* EXERCISE OBJECTIVE:
Convert every line of the records below into a Markdown table with two columns, Row and Line, numbering the rows and omitting blank lines.

* SUPPLIED ENTRIES:

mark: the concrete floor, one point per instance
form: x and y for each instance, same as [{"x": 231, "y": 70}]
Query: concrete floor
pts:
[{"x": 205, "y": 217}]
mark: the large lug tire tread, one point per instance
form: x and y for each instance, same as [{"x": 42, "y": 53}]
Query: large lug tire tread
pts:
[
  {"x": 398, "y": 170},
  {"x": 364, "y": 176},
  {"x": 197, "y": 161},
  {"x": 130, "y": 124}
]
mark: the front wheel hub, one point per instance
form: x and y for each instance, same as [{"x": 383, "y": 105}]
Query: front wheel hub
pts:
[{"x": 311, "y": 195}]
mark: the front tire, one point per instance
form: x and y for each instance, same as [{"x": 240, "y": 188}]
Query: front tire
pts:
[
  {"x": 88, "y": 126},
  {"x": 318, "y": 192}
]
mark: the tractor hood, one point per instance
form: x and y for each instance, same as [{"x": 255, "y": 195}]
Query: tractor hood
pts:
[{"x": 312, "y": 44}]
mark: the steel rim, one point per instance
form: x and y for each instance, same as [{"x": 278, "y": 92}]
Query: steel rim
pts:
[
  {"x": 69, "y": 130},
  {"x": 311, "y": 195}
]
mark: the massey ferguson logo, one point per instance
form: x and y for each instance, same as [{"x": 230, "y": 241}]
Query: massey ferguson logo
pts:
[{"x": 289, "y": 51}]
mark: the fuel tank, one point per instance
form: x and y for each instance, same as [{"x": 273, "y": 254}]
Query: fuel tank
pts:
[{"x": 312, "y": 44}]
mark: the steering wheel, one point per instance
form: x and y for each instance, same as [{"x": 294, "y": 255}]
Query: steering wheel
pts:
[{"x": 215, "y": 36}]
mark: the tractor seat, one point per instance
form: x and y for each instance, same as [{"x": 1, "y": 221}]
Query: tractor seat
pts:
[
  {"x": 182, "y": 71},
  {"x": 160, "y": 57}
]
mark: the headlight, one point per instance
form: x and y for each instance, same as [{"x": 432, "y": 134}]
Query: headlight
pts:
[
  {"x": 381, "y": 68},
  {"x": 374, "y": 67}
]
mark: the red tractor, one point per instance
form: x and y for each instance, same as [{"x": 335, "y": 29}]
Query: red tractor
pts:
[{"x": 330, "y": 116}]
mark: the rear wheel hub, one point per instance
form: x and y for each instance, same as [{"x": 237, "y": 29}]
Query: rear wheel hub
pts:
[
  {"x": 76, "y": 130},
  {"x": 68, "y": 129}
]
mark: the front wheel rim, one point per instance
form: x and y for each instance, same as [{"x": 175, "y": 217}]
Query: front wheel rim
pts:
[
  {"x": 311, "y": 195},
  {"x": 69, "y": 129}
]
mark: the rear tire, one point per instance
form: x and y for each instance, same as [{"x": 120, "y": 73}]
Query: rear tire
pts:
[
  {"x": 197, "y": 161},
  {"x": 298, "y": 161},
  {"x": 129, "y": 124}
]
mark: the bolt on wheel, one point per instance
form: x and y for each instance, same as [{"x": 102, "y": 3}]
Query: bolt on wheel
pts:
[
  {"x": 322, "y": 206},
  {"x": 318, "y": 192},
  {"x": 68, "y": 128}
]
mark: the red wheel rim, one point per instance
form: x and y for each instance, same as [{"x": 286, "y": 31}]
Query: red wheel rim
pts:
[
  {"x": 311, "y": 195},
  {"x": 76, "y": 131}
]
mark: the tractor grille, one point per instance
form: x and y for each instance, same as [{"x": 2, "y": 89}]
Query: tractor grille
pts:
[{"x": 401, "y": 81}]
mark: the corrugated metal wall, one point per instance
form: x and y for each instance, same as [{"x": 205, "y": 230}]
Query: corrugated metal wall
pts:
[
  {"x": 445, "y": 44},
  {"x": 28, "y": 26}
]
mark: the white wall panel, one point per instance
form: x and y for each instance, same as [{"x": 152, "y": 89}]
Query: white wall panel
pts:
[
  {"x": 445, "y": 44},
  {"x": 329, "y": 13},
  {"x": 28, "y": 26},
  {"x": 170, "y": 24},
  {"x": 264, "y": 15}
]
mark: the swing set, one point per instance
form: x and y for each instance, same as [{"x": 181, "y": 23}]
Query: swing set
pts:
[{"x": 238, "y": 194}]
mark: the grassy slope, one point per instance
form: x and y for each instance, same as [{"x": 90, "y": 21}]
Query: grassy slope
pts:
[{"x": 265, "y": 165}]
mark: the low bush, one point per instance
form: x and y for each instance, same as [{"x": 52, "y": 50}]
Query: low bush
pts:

* CORRECT ANSWER:
| Row | Line |
|---|---|
| 1 | mark: the concrete floor, one point per instance |
| 2 | form: x and y for each instance, same as [{"x": 231, "y": 70}] |
| 3 | Query: concrete floor |
| 4 | pts: |
| 5 | [{"x": 205, "y": 217}] |
| 6 | mark: the large lug tire tread, one point per instance |
| 7 | form: x and y for each instance, same as [{"x": 42, "y": 53}] |
| 8 | Query: large lug tire tread |
| 9 | pts: |
| 10 | [ |
| 11 |   {"x": 398, "y": 170}, |
| 12 |   {"x": 364, "y": 176}, |
| 13 |   {"x": 197, "y": 161}, |
| 14 |   {"x": 130, "y": 124} |
| 15 | ] |
| 16 | mark: the front wheel hub, one point per instance |
| 17 | form: x and y for each instance, same as [{"x": 383, "y": 105}] |
| 18 | Query: front wheel hub |
| 19 | pts: |
| 20 | [{"x": 311, "y": 195}] |
| 21 | mark: the front tire, one point per instance |
| 22 | form: x and y for each instance, same as [{"x": 240, "y": 188}] |
| 23 | Query: front tire |
| 24 | pts: |
| 25 | [ |
| 26 |   {"x": 88, "y": 126}, |
| 27 |   {"x": 318, "y": 192} |
| 28 | ] |
| 29 | mark: the tractor hood, one point per instance |
| 30 | form: x and y for each instance, same as [{"x": 255, "y": 195}] |
| 31 | Query: tractor hood |
| 32 | pts: |
| 33 | [{"x": 312, "y": 44}] |
| 34 | mark: the steel rim, one point per instance |
| 35 | form: x and y for each instance, same as [{"x": 278, "y": 92}] |
| 36 | Query: steel rim |
| 37 | pts: |
| 38 | [ |
| 39 |   {"x": 69, "y": 130}, |
| 40 |   {"x": 311, "y": 195} |
| 41 | ] |
| 42 | mark: the massey ferguson logo, one point per instance |
| 43 | form: x and y for each instance, same as [{"x": 230, "y": 241}] |
| 44 | Query: massey ferguson logo |
| 45 | pts: |
| 46 | [{"x": 289, "y": 51}] |
| 47 | mark: the fuel tank, one point per instance |
| 48 | form: x and y for each instance, same as [{"x": 273, "y": 254}] |
| 49 | Query: fuel tank |
| 50 | pts: |
| 51 | [{"x": 312, "y": 44}] |
| 52 | mark: the steering wheel, one point per instance |
| 53 | form: x and y for each instance, same as [{"x": 294, "y": 255}] |
| 54 | Query: steering wheel |
| 55 | pts: |
| 56 | [{"x": 215, "y": 36}] |
| 57 | mark: the tractor seat, one point per instance |
| 58 | form: x and y for each instance, same as [{"x": 1, "y": 221}] |
| 59 | Query: tractor seat |
| 60 | pts: |
| 61 | [ |
| 62 |   {"x": 182, "y": 71}, |
| 63 |   {"x": 160, "y": 57} |
| 64 | ] |
| 65 | mark: the headlight, one point per instance |
| 66 | form: x and y for each instance, same as [{"x": 432, "y": 134}] |
| 67 | Query: headlight |
| 68 | pts: |
| 69 | [ |
| 70 |   {"x": 381, "y": 68}, |
| 71 |   {"x": 374, "y": 67} |
| 72 | ] |
| 73 | mark: the red tractor, one point per instance |
| 74 | form: x and y for each instance, same as [{"x": 335, "y": 29}] |
| 75 | Query: red tractor |
| 76 | pts: |
| 77 | [{"x": 330, "y": 116}] |
| 78 | mark: the rear wheel hub, one point per instance |
| 79 | form: x and y for each instance, same as [{"x": 237, "y": 29}] |
| 80 | Query: rear wheel hub |
| 81 | pts: |
| 82 | [ |
| 83 |   {"x": 76, "y": 130}, |
| 84 |   {"x": 68, "y": 129} |
| 85 | ] |
| 86 | mark: the front wheel rim, one point per instance |
| 87 | form: x and y for each instance, same as [{"x": 175, "y": 217}] |
| 88 | Query: front wheel rim |
| 89 | pts: |
| 90 | [ |
| 91 |   {"x": 311, "y": 195}, |
| 92 |   {"x": 69, "y": 129} |
| 93 | ] |
| 94 | mark: the rear tire, one point per instance |
| 95 | form: x and y for each instance, same as [{"x": 120, "y": 73}] |
| 96 | Query: rear tire |
| 97 | pts: |
| 98 | [ |
| 99 |   {"x": 197, "y": 161}, |
| 100 |   {"x": 298, "y": 161}, |
| 101 |   {"x": 129, "y": 124} |
| 102 | ] |
| 103 | mark: the bolt on wheel, one point per instance |
| 104 | form: x and y for each instance, same as [{"x": 102, "y": 3}] |
| 105 | Query: bolt on wheel |
| 106 | pts: |
| 107 | [ |
| 108 |   {"x": 322, "y": 206}, |
| 109 |   {"x": 318, "y": 192}, |
| 110 |   {"x": 68, "y": 128} |
| 111 | ] |
| 112 | mark: the red wheel rim, one point per instance |
| 113 | form: x and y for each instance, same as [{"x": 286, "y": 31}] |
| 114 | Query: red wheel rim |
| 115 | pts: |
| 116 | [ |
| 117 |   {"x": 311, "y": 195}, |
| 118 |   {"x": 76, "y": 131} |
| 119 | ] |
| 120 | mark: the tractor grille, one point per instance |
| 121 | form: x and y for each instance, same as [{"x": 2, "y": 89}] |
| 122 | Query: tractor grille |
| 123 | pts: |
| 124 | [{"x": 401, "y": 81}] |
| 125 | mark: the corrugated metal wall, one point per instance |
| 126 | form: x and y for each instance, same as [{"x": 205, "y": 230}] |
| 127 | Query: corrugated metal wall |
| 128 | pts: |
| 129 | [ |
| 130 |   {"x": 445, "y": 44}, |
| 131 |   {"x": 28, "y": 26} |
| 132 | ] |
| 133 | mark: the white wall panel, one point per instance |
| 134 | form: x and y for each instance, same as [{"x": 152, "y": 89}] |
| 135 | Query: white wall panel |
| 136 | pts: |
| 137 | [ |
| 138 |   {"x": 445, "y": 44}, |
| 139 |   {"x": 329, "y": 13}, |
| 140 |   {"x": 28, "y": 26}, |
| 141 |   {"x": 170, "y": 24}, |
| 142 |   {"x": 264, "y": 15} |
| 143 | ] |
| 144 | mark: the swing set, one point per instance |
| 145 | form: x and y for each instance, same as [{"x": 181, "y": 23}] |
| 146 | Query: swing set |
| 147 | pts: |
| 148 | [{"x": 238, "y": 194}] |
| 149 | mark: the grassy slope, one point per instance |
| 150 | form: x and y for each instance, same as [{"x": 90, "y": 21}] |
| 151 | Query: grassy slope |
| 152 | pts: |
| 153 | [{"x": 265, "y": 165}] |
| 154 | mark: the low bush, one point per instance |
| 155 | form: x and y for each instance, same as [{"x": 52, "y": 50}] |
| 156 | Query: low bush |
| 157 | pts: |